- _EXCERPTED TEXT_:

━━━━━━━━━━━━━━━━━━━━

Glimpses of the Kingdom

a sermon for the 4th Sunday in Lent

“In the land of blind men, the one eyed man is king,” the saying goes.  One day, a man who was born blind met Jesus, and soon realized that he was the only one who could see all along.



handsIt doesn’t matter how it happened.  That day, that hour, that moment of the man’s conversion experience; the exact formula Jesus used – how much mud and how much spit he mixed together before he put it on his eyes; how long he left it on before he washed; the name of the river – none of that matters.

All that matters is that his life was transformed.  Now that’s a word we in the professional religion business like to use a lot.  “transformed – to make a thorough or dramatic change to the form, appearance, or character of something or someone.”  All we know is that the man met Jesus on the road and he was transformed.

It was like that song:

Amazing grace, how sweet the sound that saved a wretch like me.
I once was lost, but now am found; was blind but now I see.

Before, he lived in a world of darkness and dependence.  He was a blind man, a beggar, a nobody, a person who depended completely on friends and family and the church for everything.  He lived on the streets, begging for food and for money.  He slept on the sidewalks, and took shelter from the rain and the wind wherever he could.  He couldn’t see anything and had never seen anything.  He was born blind.

In other words, it was no accident.  God must have made him that way.  And for God to have done something like that, somebody – either him or his parents – must have done something wrong.

That was all before.

Afterwards, he could see. He could look a the beautiful blue sky, the trees and the flowers, the synagogue.  He could see the faces of his friends and family for the first time.  And they weren’t happy.

Afterwards, his friends didn’t even recognize him.  All their lives, they had only known him as poor-old-blind-Pete, the kid who was born blind.  His blindness was all they knew about him.  The fact that he couldn’t see is what defined him, at least in their minds.  It was sad, sure, but it was who he was:  Blind Pete.  Occasionally they’d invite him to their home for a meal, or give him some money.  They were kind to him.  But they really didn’t know what to make of him, now that he wasn’t blind anymore.  So they asked him to explain himself.  How did it happen?  But all he could tell them was:

I once was lost, but now am found; was blind but now I see.

━━━━━━━━━━━━━━━━━━━━

- _WHAT THE EXERCISE ASKS_: Copy the sermon from "Glimpses of the Kingdom" to "he was transformed.", substituting "clay" for "mud".

- _Point-per-instance localization data_:
━━━━━━━━━━━━━━━━━━━━

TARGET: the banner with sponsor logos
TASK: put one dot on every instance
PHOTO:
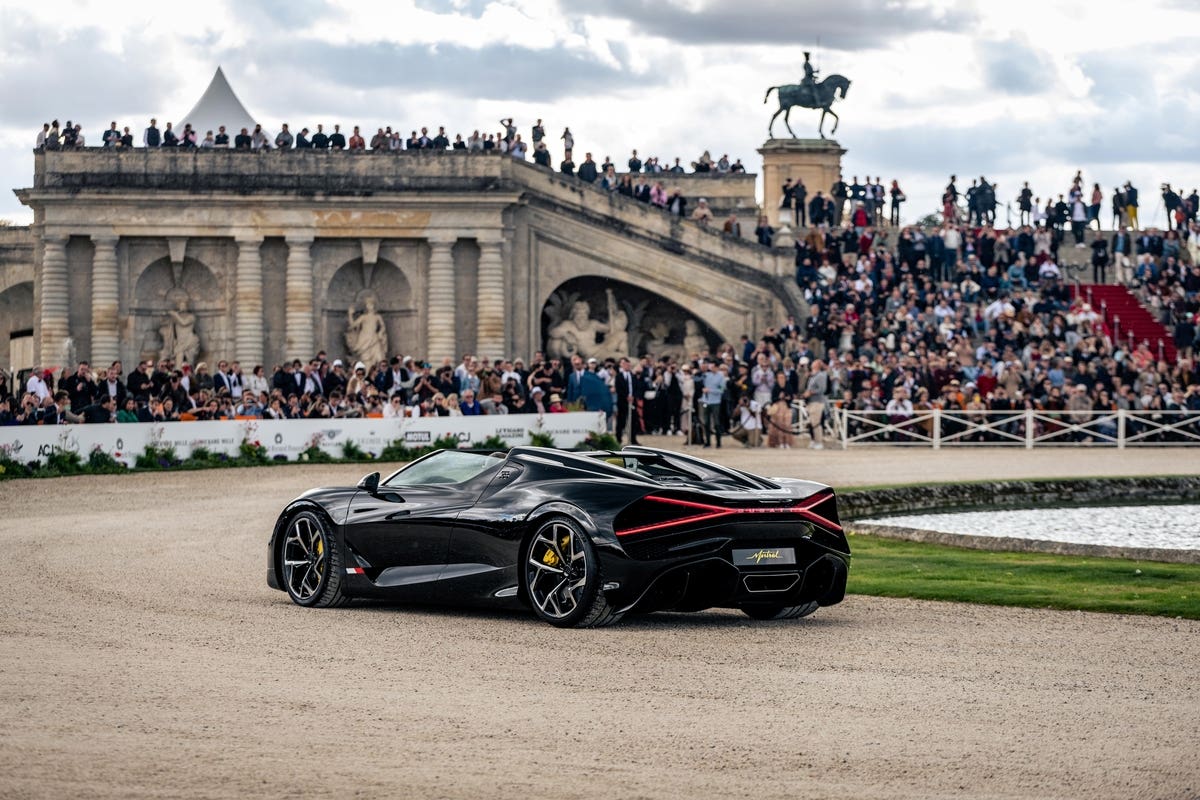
(289, 438)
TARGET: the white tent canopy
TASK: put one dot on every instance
(219, 106)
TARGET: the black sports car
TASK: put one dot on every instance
(581, 537)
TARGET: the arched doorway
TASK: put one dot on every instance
(598, 317)
(383, 287)
(17, 326)
(192, 292)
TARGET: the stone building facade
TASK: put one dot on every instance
(270, 256)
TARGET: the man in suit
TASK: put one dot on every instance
(627, 401)
(594, 391)
(112, 386)
(1122, 252)
(221, 378)
(101, 411)
(575, 379)
(673, 389)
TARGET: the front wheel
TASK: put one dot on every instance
(780, 612)
(562, 577)
(311, 564)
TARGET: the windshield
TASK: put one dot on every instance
(444, 467)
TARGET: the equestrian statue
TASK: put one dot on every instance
(809, 94)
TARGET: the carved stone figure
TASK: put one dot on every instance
(809, 94)
(179, 340)
(366, 335)
(658, 346)
(616, 341)
(576, 335)
(694, 340)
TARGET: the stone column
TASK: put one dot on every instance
(491, 338)
(442, 326)
(298, 314)
(249, 302)
(106, 326)
(55, 305)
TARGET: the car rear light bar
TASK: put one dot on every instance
(706, 512)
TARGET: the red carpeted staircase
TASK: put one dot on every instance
(1125, 317)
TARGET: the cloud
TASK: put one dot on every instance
(51, 73)
(496, 71)
(283, 14)
(473, 8)
(847, 25)
(1015, 67)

━━━━━━━━━━━━━━━━━━━━

- _EXPECTED OUTPUT_:
Glimpses of the Kingdom

a sermon for the 4th Sunday in Lent

“In the land of blind men, the one eyed man is king,” the saying goes.  One day, a man who was born blind met Jesus, and soon realized that he was the only one who could see all along.



handsIt doesn’t matter how it happened.  That day, that hour, that moment of the man’s conversion experience; the exact formula Jesus used – how much clay and how much spit he mixed together before he put it on his eyes; how long he left it on before he washed; the name of the river – none of that matters.

All that matters is that his life was transformed.  Now that’s a word we in the professional religion business like to use a lot.  “transformed – to make a thorough or dramatic change to the form, appearance, or character of something or someone.”  All we know is that the man met Jesus on the road and he was transformed.